What is needed | Please find each line in the material below that contains the word "cloud" and copy those lines out.

[Detection examples]
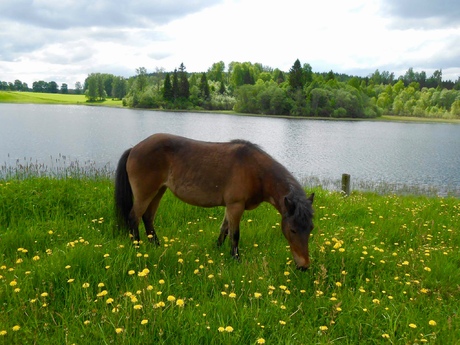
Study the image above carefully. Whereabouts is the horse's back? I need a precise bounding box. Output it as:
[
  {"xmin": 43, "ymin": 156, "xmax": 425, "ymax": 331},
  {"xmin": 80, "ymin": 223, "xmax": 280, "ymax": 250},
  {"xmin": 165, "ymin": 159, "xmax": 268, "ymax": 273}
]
[{"xmin": 127, "ymin": 134, "xmax": 263, "ymax": 206}]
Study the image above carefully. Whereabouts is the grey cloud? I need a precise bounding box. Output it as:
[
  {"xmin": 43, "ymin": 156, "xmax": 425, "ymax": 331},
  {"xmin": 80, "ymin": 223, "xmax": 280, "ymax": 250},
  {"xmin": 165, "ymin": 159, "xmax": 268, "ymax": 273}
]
[
  {"xmin": 382, "ymin": 0, "xmax": 460, "ymax": 29},
  {"xmin": 0, "ymin": 0, "xmax": 221, "ymax": 29}
]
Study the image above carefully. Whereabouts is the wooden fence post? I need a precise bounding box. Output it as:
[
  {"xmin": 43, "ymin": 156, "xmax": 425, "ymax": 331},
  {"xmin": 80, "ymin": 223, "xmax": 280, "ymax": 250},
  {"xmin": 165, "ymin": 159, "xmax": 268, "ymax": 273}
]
[{"xmin": 342, "ymin": 174, "xmax": 351, "ymax": 196}]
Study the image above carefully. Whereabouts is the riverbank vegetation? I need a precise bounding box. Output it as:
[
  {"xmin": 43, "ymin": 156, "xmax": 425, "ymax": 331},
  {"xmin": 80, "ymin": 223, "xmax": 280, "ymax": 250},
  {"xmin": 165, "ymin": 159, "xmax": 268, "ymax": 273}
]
[
  {"xmin": 0, "ymin": 60, "xmax": 460, "ymax": 119},
  {"xmin": 0, "ymin": 174, "xmax": 460, "ymax": 344}
]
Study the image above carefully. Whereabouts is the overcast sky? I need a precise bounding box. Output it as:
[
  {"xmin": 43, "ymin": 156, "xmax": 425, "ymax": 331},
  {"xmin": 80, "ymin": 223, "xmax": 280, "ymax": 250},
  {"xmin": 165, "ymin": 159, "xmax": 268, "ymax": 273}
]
[{"xmin": 0, "ymin": 0, "xmax": 460, "ymax": 88}]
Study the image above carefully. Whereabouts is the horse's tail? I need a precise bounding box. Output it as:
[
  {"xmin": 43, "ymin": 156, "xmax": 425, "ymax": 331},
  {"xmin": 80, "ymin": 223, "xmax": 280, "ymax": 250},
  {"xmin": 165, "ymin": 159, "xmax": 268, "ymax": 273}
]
[{"xmin": 115, "ymin": 149, "xmax": 133, "ymax": 229}]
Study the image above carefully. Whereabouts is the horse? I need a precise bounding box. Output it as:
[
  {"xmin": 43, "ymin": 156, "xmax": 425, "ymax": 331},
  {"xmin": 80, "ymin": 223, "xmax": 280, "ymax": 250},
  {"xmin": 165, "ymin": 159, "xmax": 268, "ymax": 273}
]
[{"xmin": 115, "ymin": 133, "xmax": 314, "ymax": 270}]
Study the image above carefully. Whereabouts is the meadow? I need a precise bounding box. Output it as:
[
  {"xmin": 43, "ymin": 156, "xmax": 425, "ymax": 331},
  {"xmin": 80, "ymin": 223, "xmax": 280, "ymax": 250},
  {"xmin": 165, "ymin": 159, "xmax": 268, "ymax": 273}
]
[
  {"xmin": 0, "ymin": 176, "xmax": 460, "ymax": 344},
  {"xmin": 0, "ymin": 91, "xmax": 122, "ymax": 107}
]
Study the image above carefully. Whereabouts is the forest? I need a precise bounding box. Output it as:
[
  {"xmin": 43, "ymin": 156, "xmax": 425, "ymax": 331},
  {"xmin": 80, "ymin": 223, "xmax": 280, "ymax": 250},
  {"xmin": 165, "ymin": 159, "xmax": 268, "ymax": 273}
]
[{"xmin": 0, "ymin": 59, "xmax": 460, "ymax": 119}]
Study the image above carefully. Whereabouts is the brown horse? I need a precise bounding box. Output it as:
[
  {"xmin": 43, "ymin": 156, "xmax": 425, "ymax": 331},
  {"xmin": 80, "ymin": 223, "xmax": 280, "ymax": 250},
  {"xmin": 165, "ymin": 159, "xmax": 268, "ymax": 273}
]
[{"xmin": 115, "ymin": 134, "xmax": 314, "ymax": 270}]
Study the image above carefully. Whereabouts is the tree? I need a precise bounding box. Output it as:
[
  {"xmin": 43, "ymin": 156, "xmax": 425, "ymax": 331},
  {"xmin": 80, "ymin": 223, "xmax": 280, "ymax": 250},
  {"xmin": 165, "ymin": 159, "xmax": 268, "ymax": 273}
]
[
  {"xmin": 75, "ymin": 81, "xmax": 83, "ymax": 95},
  {"xmin": 200, "ymin": 73, "xmax": 210, "ymax": 100},
  {"xmin": 289, "ymin": 59, "xmax": 306, "ymax": 90},
  {"xmin": 163, "ymin": 73, "xmax": 174, "ymax": 102},
  {"xmin": 61, "ymin": 83, "xmax": 69, "ymax": 94},
  {"xmin": 178, "ymin": 63, "xmax": 190, "ymax": 99}
]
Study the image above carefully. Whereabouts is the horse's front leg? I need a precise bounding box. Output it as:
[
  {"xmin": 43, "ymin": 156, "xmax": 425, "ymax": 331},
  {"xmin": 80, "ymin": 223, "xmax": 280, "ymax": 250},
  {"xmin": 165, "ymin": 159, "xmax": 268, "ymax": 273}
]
[
  {"xmin": 217, "ymin": 212, "xmax": 228, "ymax": 247},
  {"xmin": 226, "ymin": 203, "xmax": 244, "ymax": 259}
]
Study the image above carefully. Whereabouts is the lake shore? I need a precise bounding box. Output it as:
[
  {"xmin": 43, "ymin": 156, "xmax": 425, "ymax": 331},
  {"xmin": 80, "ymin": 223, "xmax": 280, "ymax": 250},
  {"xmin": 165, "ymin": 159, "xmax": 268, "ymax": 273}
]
[{"xmin": 0, "ymin": 91, "xmax": 460, "ymax": 124}]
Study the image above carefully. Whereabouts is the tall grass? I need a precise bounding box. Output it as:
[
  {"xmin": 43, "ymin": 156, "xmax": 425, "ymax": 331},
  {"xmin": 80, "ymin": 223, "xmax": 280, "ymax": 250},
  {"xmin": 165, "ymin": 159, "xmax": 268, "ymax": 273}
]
[{"xmin": 0, "ymin": 176, "xmax": 460, "ymax": 344}]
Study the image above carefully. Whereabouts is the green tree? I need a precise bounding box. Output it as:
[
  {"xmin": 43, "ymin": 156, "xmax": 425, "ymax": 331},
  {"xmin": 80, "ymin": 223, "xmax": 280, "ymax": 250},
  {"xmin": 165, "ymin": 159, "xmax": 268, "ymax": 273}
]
[
  {"xmin": 289, "ymin": 59, "xmax": 306, "ymax": 90},
  {"xmin": 61, "ymin": 83, "xmax": 69, "ymax": 94},
  {"xmin": 200, "ymin": 73, "xmax": 210, "ymax": 100},
  {"xmin": 163, "ymin": 73, "xmax": 174, "ymax": 102}
]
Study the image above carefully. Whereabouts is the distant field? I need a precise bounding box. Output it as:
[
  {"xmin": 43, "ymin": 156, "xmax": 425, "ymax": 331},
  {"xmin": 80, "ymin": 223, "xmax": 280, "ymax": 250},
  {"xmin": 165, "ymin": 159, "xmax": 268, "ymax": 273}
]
[{"xmin": 0, "ymin": 91, "xmax": 122, "ymax": 107}]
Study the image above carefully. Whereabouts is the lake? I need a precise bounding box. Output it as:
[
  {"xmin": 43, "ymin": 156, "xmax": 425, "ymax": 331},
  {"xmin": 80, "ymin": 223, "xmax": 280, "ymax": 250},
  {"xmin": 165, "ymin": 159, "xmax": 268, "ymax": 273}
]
[{"xmin": 0, "ymin": 103, "xmax": 460, "ymax": 195}]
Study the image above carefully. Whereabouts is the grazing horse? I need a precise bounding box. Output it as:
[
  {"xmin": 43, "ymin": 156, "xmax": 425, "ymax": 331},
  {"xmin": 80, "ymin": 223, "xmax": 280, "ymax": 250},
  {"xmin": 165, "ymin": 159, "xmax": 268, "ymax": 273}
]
[{"xmin": 115, "ymin": 134, "xmax": 314, "ymax": 270}]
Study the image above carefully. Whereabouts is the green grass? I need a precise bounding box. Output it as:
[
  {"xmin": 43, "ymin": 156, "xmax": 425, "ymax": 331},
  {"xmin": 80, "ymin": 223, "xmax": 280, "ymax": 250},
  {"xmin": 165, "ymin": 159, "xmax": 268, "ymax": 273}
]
[
  {"xmin": 0, "ymin": 91, "xmax": 122, "ymax": 107},
  {"xmin": 0, "ymin": 177, "xmax": 460, "ymax": 344}
]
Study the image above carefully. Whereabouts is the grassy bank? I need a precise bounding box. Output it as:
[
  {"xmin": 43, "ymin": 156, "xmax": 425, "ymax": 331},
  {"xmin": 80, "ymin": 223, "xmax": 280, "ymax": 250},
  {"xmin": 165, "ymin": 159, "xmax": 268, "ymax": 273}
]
[
  {"xmin": 0, "ymin": 91, "xmax": 460, "ymax": 124},
  {"xmin": 0, "ymin": 178, "xmax": 460, "ymax": 344},
  {"xmin": 0, "ymin": 91, "xmax": 122, "ymax": 107}
]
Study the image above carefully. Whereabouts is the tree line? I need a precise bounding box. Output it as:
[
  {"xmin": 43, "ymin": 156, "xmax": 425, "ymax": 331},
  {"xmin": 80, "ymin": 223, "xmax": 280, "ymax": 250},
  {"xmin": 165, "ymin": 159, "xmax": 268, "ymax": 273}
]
[{"xmin": 0, "ymin": 59, "xmax": 460, "ymax": 118}]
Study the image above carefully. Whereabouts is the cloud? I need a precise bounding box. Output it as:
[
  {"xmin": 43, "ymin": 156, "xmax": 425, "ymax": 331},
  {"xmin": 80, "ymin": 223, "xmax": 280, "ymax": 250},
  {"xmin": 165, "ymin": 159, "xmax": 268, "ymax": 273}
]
[{"xmin": 382, "ymin": 0, "xmax": 460, "ymax": 29}]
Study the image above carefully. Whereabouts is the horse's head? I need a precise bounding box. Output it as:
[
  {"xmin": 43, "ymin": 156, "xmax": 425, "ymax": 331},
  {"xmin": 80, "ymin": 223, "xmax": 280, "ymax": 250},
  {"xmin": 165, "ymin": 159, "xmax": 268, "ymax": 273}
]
[{"xmin": 281, "ymin": 191, "xmax": 315, "ymax": 270}]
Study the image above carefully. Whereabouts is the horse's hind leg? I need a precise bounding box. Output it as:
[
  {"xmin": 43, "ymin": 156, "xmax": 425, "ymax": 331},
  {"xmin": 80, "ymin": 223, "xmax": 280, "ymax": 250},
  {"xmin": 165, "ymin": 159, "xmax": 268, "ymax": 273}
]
[{"xmin": 142, "ymin": 186, "xmax": 167, "ymax": 246}]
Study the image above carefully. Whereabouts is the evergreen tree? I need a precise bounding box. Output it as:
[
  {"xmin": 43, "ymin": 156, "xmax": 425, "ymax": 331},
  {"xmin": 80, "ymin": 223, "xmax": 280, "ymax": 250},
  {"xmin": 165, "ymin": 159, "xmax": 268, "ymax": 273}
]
[
  {"xmin": 289, "ymin": 59, "xmax": 305, "ymax": 90},
  {"xmin": 163, "ymin": 73, "xmax": 174, "ymax": 102},
  {"xmin": 200, "ymin": 73, "xmax": 210, "ymax": 100},
  {"xmin": 178, "ymin": 63, "xmax": 190, "ymax": 99}
]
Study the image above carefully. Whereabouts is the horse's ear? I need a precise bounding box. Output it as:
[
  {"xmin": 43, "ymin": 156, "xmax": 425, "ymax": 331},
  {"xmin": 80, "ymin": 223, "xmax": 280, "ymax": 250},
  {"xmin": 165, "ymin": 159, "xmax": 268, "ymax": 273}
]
[{"xmin": 284, "ymin": 196, "xmax": 295, "ymax": 215}]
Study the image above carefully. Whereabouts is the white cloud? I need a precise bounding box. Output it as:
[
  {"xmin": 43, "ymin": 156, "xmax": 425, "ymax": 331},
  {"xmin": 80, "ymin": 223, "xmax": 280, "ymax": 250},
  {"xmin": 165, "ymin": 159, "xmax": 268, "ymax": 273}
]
[{"xmin": 0, "ymin": 0, "xmax": 460, "ymax": 86}]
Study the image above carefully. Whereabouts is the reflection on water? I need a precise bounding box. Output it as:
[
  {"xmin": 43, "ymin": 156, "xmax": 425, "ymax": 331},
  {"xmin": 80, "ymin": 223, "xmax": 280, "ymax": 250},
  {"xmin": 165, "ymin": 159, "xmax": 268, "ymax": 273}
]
[{"xmin": 0, "ymin": 104, "xmax": 460, "ymax": 194}]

Right answer |
Study the image above carefully. Whereabouts is the grey cloud? I need a precise bounding box. Output it as:
Study the image above carefully. Whereabouts is the cloud? I need a precise bounding box. Output it as:
Study the image above carefully. Whereabouts is the white cloud? I need a precise bounding box. Output it as:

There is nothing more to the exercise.